● INSTRUCTIONS
(a) List the modular terminal hardware brands that the sailing forum thread names.
(b) Please continue the sailing forum thread from its last sentence.
* Start EXCERPTED TEXT *
Providing nobody comes up with any show-stopper comments regarding the latest (Harken) components we've selected, I'll order them this weekend and get 'em on their way.

Thanks again for your help, KeelHaulin, and everybody else.

Jim


----------



## sailingdog (Mar 19, 2006)

SEMIJim-

Just be aware that you don't need a rigger to replace a shroud with broken strands. You can often take the old shround down (if you've got double lowers) without much risk to the rig...as long as you don't sail the boat, and get a piece of 1x19 stainless and the modular terminal hardware, like StaLok, Hayn HiMOD or Norseman, and install it yourself. You'll probably want a Loos rigging tension guage to properly re-tension the shroud.

If you don't have double lowers, you probably should lead a halyard from the masthead and use it as a temporary shroud, while doing the replacement. 

However, if the lower shroud has broken strands in it, and it wasn't due to impact or some other type of damage to that specific shroud, then there's a very good chance that much of your rigging is in need of replacement—especially if it is all of the same age. Did you have a rigging survey done when you bought the boat??


----------



## SEMIJim (Jun 9, 2007)

I'm going to reply to the standing rigging issue in a new thread, rather then haul this one off in a new direction.

Jim


----------



## crwber (Dec 3, 2006)

*blocks*

FYI.....Jims suggestion of the 2604 and 2141 triple blocks work well. found them both on ebay for $55 and $80 dollars respectively. we race with it on a contention 30, end boom, and it has comfortably kept good control up to 45kts.

we have found that 10mm main sheet is kind on the hands, but with the 6:1 purchase does not run as freely as i would like in light winds....here is a compromise.....i am tempted by 8mm replacement sheet but it will need full fingered gloves if you are going to play it aggressively.

hope this helps

Rob


----------



## TKanzler (Oct 2, 2007)

SEMIJim said:


> Providing nobody comes up with any show-stopper comments regarding the latest (Harken) components we've selected, I'll order them this weekend and get 'em on their way.


I may be late to this party, but I thought that I should mention something that I didn't see spelled out above.
* End EXCERPTED TEXT *
* Start EXTRACTED DATA *
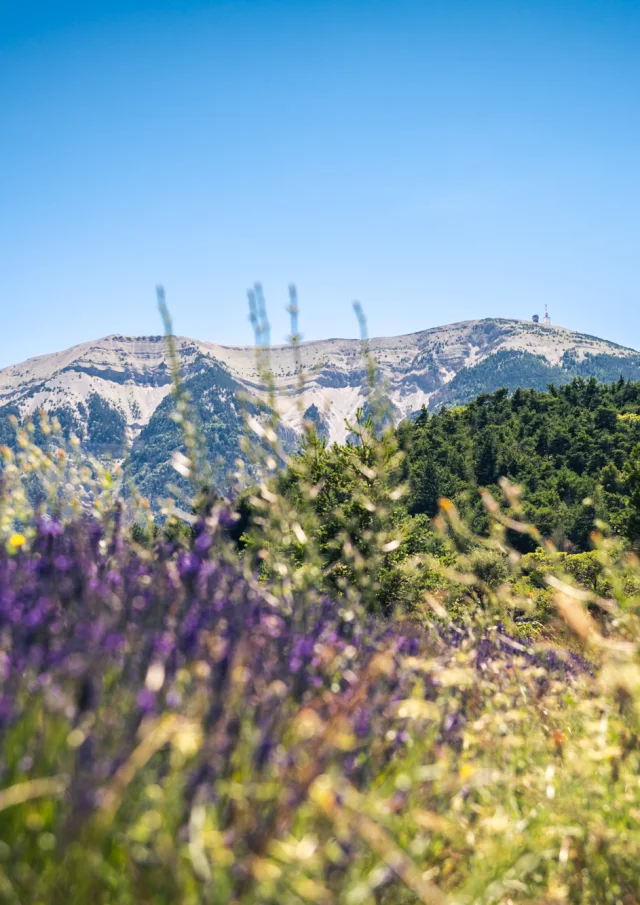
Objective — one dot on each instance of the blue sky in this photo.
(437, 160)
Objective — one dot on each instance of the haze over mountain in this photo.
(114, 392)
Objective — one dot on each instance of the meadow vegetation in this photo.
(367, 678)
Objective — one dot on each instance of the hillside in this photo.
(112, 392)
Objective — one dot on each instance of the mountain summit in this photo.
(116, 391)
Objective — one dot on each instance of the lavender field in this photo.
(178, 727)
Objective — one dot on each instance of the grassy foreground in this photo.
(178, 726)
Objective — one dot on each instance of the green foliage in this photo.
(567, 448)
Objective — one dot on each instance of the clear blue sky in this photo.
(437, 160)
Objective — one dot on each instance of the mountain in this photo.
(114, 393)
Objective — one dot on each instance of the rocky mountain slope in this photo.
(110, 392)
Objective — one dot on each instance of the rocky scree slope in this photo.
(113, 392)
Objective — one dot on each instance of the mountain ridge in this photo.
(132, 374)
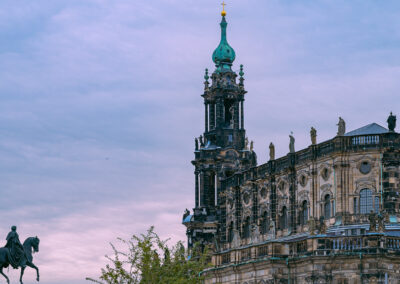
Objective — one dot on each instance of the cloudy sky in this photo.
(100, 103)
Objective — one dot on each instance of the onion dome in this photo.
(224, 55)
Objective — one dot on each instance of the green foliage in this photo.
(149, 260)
* End EXTRACTED DATA *
* Start EXTRACTED DATA *
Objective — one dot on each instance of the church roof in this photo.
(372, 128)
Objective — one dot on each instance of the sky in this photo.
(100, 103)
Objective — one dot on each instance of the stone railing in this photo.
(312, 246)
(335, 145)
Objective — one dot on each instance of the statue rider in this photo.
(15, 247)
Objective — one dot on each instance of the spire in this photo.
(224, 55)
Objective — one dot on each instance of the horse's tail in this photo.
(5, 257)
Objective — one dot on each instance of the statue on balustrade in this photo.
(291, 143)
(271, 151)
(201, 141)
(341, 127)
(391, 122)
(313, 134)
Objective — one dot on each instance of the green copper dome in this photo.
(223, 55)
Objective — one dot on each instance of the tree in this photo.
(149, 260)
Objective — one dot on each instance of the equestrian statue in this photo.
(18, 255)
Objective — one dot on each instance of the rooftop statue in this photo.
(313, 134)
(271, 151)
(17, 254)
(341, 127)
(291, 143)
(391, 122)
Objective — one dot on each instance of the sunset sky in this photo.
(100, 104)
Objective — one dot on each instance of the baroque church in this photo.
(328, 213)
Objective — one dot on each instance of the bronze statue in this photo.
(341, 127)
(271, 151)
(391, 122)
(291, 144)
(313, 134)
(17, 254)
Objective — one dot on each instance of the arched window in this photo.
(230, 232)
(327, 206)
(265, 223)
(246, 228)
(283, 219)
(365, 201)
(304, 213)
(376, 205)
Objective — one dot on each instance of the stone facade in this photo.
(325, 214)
* End EXTRACTED DATA *
● TASK-BY-TASK RESULTS
(a) StaLok, Hayn HiMOD, Norseman

(b)
In the world of mechanical advantage (ropes and sheaves, levers, gears, etc.), you don't get anything for free. I saw it mentioned many times that your sheet loads are too high, and that it may be due to the 3/4 boom attachment, which is certainly possible. It was also mentioned that you didn't want too much line piled up in the cockpit when close-hauled. But remember that by going to more parts of line, the line-pull is lower while the amount of line needed is increased, but the change in distance between the blocks is reduced, so you can end up in the same place.

If the two blocks were in the same horizontal plane, then for a given sheet pull force at your hand (ignoring friction), and the same horizontal angular change in the boom, a 2-part system at the end of the boom is equivalent to a 4-part system at mid-boom. Same force at your hand, same amount of line used to bring in or let out the boom a certain angle. You'd be bringing in and letting out the same amount of line during a jibe.

So, assuming the original main sheet system was 4 parts at the end of the boom, and you now are connected at the 3/4-point, you would have 4/3 the force at the boom connection (for a given wind load and boom angle), resulting in a 33% increase in the force in your hand (not counting friction, which is substantial with low quality blocks). You would also only use 3/4 of the amount of line it took with the blocks at the end. You pull less line, but you pull harder.

To bring the single-part force and amount of line used back to where it was with the original configuration (assuming it was 4 parts at the end), you'd need 5.333 parts of line (4/3 x 4 parts). That leaves you with either 5 or 6 parts. 5 parts and you pull less line, but pull harder; 6 parts for a lighter hand, but a bit more line gets used.

If the boom attachment was at the 2/3 point, then a 6-part system would give you exactly the same force at the hand and amount of line used for a given angle change as the original 4-parts system at the end of the boom.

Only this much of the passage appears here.